■ **Trecho do texto**:
Mesmo sabendo que as pessoas que me conhecem sabem que
sou contra todo tipo de violência, deixo claro que jamais, em momento algum,
defendo a baderna com a qual nossa gente está sendo deseducada. Por isto sou
tão contrário a muitas práticas presentes em nossa sociedade. Abomino, com toda
minha sinceridade, a violência praticada, difundida, defendida e incentivada
pelos meios de comunicação. Abomino, com todos os meus direitos e deveres de
cidadão, a estúpida, arrogante e miserável imunidade parlamentar e o que mais
se pareça com a provocação e perpetuação do medo. Nossa conversa é sobre o
egoísmo com o qual tentam, ou tentamos fingir que a encrenca é das outras
pessoas, o culpado é o governo, bandido e perigoso é o filho, ou a filha do
vizinho. É claro que o vizinho pensa a mesma coisa!

(Registros)
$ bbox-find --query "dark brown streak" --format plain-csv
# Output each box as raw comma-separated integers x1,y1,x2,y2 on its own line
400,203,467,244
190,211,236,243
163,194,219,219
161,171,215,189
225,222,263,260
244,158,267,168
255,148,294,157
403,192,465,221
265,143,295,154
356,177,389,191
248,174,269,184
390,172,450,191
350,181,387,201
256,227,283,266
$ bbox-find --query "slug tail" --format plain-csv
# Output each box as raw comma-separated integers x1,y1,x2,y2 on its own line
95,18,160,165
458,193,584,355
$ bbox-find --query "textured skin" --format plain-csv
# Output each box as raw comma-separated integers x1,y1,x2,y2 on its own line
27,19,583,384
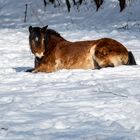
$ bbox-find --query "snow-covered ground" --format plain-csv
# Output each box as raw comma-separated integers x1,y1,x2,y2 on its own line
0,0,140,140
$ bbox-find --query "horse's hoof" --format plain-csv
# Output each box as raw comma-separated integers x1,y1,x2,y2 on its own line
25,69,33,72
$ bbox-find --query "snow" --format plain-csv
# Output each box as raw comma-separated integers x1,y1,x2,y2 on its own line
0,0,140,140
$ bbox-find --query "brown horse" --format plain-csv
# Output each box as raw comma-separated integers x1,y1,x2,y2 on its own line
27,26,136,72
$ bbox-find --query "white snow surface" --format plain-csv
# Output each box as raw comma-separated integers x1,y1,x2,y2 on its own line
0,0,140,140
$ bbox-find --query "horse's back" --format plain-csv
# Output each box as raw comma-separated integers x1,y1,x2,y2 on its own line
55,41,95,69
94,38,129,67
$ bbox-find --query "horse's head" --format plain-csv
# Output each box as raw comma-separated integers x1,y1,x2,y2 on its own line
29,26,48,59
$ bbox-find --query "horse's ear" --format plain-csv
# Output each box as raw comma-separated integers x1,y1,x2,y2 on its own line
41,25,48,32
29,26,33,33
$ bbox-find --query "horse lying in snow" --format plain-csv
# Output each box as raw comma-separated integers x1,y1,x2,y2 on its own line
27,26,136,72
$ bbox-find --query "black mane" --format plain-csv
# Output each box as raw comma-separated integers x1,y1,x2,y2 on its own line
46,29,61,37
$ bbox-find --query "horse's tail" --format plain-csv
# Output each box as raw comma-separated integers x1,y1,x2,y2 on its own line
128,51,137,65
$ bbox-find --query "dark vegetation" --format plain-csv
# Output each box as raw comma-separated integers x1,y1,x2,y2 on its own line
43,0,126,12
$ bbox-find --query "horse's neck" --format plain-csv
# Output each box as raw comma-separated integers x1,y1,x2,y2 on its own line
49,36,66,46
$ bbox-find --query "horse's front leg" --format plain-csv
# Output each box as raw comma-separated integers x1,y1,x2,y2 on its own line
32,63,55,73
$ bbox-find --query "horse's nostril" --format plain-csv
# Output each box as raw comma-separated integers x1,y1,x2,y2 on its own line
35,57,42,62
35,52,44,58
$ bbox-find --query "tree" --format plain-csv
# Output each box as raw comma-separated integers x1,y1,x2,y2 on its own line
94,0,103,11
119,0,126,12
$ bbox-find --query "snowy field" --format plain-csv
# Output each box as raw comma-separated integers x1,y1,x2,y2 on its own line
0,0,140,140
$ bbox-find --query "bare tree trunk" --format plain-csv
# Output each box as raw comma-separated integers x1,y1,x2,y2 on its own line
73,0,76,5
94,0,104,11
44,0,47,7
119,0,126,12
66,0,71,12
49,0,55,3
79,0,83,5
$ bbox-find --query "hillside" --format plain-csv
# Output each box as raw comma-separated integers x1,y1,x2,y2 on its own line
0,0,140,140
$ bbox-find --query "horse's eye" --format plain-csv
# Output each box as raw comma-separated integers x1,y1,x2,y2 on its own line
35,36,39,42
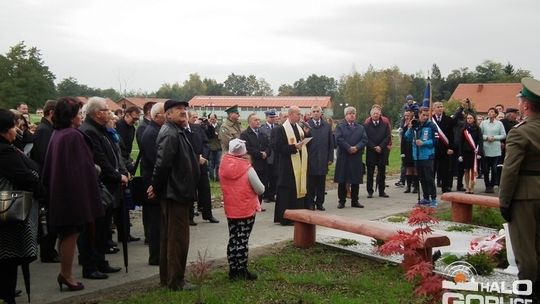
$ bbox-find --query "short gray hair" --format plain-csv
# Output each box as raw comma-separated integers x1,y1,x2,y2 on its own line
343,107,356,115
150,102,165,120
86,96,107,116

--

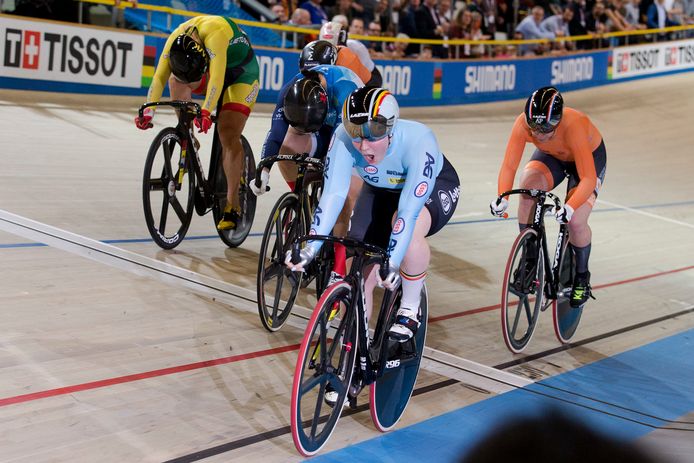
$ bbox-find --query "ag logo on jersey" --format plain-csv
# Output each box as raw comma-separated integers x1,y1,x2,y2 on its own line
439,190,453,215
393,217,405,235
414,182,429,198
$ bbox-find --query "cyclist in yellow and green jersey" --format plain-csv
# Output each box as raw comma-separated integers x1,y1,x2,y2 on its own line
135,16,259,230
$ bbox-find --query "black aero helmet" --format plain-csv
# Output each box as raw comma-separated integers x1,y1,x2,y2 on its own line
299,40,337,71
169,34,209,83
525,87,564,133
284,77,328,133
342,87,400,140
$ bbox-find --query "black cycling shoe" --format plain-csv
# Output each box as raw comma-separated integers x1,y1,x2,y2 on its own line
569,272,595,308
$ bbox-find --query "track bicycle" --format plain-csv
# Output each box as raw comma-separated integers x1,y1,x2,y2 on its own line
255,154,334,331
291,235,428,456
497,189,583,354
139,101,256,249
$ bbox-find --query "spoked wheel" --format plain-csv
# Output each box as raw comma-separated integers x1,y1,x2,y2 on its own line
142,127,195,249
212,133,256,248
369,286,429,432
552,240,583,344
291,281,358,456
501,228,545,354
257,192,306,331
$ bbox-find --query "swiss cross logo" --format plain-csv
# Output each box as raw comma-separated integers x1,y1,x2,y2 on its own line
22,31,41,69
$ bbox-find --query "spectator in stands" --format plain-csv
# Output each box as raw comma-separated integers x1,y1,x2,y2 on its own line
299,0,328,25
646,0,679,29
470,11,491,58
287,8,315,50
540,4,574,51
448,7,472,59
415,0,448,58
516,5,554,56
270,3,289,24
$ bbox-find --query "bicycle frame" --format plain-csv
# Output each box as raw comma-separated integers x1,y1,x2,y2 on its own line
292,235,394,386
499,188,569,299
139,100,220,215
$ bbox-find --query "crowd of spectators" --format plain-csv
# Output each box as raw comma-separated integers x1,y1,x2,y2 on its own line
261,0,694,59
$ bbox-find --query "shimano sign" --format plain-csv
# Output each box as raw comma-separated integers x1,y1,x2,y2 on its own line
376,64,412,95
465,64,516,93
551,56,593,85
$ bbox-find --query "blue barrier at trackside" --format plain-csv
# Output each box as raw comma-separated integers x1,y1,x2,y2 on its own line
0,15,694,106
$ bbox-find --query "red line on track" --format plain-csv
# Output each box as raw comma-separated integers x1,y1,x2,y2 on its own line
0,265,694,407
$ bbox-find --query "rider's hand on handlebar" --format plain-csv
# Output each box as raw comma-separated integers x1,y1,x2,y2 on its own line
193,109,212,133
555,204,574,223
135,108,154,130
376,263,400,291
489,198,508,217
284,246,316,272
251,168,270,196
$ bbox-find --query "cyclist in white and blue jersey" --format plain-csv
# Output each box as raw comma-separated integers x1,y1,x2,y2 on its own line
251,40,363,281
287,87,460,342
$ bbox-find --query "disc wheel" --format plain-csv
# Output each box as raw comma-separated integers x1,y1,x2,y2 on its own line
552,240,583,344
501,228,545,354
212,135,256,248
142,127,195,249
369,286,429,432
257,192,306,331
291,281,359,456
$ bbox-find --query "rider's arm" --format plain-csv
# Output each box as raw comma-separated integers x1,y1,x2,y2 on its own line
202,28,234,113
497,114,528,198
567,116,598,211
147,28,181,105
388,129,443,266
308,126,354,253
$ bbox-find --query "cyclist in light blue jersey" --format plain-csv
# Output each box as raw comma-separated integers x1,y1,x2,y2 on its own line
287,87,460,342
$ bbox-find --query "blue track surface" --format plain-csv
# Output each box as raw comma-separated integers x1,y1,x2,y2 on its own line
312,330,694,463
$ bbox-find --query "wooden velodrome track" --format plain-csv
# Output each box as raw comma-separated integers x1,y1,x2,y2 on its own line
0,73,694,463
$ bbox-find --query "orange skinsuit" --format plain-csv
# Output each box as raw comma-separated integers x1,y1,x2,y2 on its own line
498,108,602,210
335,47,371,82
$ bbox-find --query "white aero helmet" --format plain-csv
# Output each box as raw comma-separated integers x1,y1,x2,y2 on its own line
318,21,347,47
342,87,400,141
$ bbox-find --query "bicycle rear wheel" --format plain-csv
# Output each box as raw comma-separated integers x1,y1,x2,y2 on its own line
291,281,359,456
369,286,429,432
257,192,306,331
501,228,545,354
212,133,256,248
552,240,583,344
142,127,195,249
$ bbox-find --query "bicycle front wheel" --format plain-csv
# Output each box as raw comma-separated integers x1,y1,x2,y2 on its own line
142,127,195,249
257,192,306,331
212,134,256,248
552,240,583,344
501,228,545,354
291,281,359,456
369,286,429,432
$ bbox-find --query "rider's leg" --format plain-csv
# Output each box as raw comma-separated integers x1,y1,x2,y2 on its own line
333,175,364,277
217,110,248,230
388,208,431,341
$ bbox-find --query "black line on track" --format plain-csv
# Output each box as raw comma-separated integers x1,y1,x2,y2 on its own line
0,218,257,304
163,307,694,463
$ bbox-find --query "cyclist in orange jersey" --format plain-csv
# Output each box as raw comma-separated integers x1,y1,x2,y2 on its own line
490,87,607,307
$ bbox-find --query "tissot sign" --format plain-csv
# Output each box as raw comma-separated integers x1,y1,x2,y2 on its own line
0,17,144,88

...

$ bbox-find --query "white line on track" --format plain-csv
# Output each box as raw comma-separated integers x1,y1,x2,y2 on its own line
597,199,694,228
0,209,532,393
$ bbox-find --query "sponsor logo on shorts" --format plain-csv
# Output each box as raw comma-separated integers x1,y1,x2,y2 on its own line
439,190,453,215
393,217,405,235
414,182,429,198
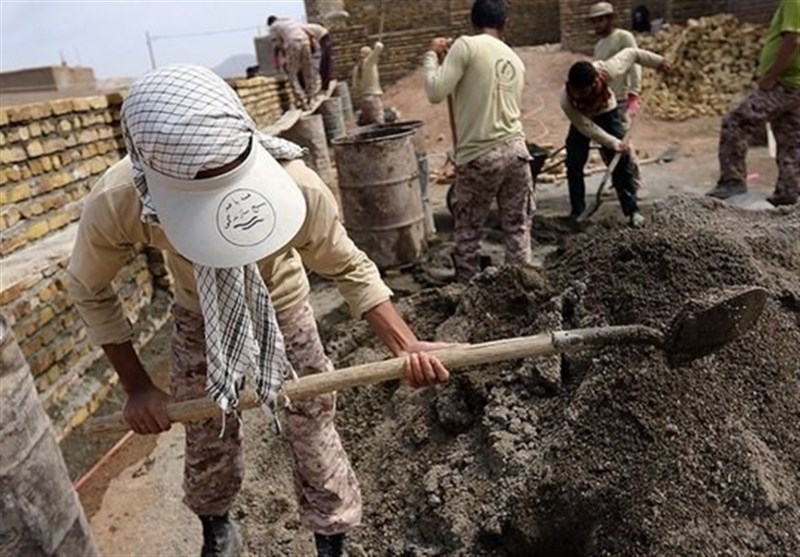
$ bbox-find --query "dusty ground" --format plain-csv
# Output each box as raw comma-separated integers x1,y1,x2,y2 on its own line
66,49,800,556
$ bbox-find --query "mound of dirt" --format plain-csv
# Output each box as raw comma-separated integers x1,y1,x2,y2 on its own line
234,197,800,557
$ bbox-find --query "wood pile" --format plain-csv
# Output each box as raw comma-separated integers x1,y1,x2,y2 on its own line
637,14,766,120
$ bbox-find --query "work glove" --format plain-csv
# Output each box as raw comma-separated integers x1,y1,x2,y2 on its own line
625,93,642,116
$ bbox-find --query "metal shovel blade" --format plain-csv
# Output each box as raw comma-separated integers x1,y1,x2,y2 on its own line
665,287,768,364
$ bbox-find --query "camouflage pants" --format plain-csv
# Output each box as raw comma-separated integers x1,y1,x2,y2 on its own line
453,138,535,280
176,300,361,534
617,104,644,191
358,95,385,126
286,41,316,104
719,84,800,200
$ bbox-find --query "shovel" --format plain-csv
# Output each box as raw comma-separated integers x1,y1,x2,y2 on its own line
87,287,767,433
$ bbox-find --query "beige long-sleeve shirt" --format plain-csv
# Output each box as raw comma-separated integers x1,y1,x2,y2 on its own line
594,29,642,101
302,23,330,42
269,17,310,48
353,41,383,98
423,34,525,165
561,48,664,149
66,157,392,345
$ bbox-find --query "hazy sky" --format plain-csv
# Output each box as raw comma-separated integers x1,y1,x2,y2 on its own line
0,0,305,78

■ **Pedido escrito A**: No trecho sobre violência e egoísmo, o que quem escreve abomina com todos os seus direitos e deveres de cidadão?
■ **Pedido escrito B**: Segundo o trecho sobre violência e egoísmo, por que quem escreve se diz tão contrário a muitas práticas presentes na sociedade?
■ **Pedido escrito C**: Escreva a continuação do trecho sobre violência e egoísmo a partir da última frase.
Os registros não têm nenhum papel nesta atividade.

■ **Resposta do exercício A**: A estúpida, arrogante e miserável imunidade parlamentar e o que mais se pareça com a provocação e perpetuação do medo.

■ **Resposta do exercício B**: Porque jamais, em momento algum, defende a baderna com a qual a nossa gente está sendo deseducada.

■ **Resposta do exercício C**:
É claro que me lembrei também daquela cena, onde
aquele cidadão, encantoado por tantos trancos da caminhada, possíveis nas
labutas de qualquer um de nós, afrontado pela coordenadora, se transformou num
retrato claro de milhões de cidadãos e cidadãs que, como ele, perdem o fio da
meada, perdem o ritmo da harmonia, perdem a confiança de seus filhos e de suas
filhas e, num ato de desespero, pede à escola que faça alguma coisa, que cuide
de uma pessoa a quem amou, de quem cuidou e com quem não tem mais sintonia. É
sim, um momento de desespero. Não! Neste momento não chamarei de covardia, pois
eu vi a dor no rosto e nos olhos dele. E vocês também viram, estimados botões.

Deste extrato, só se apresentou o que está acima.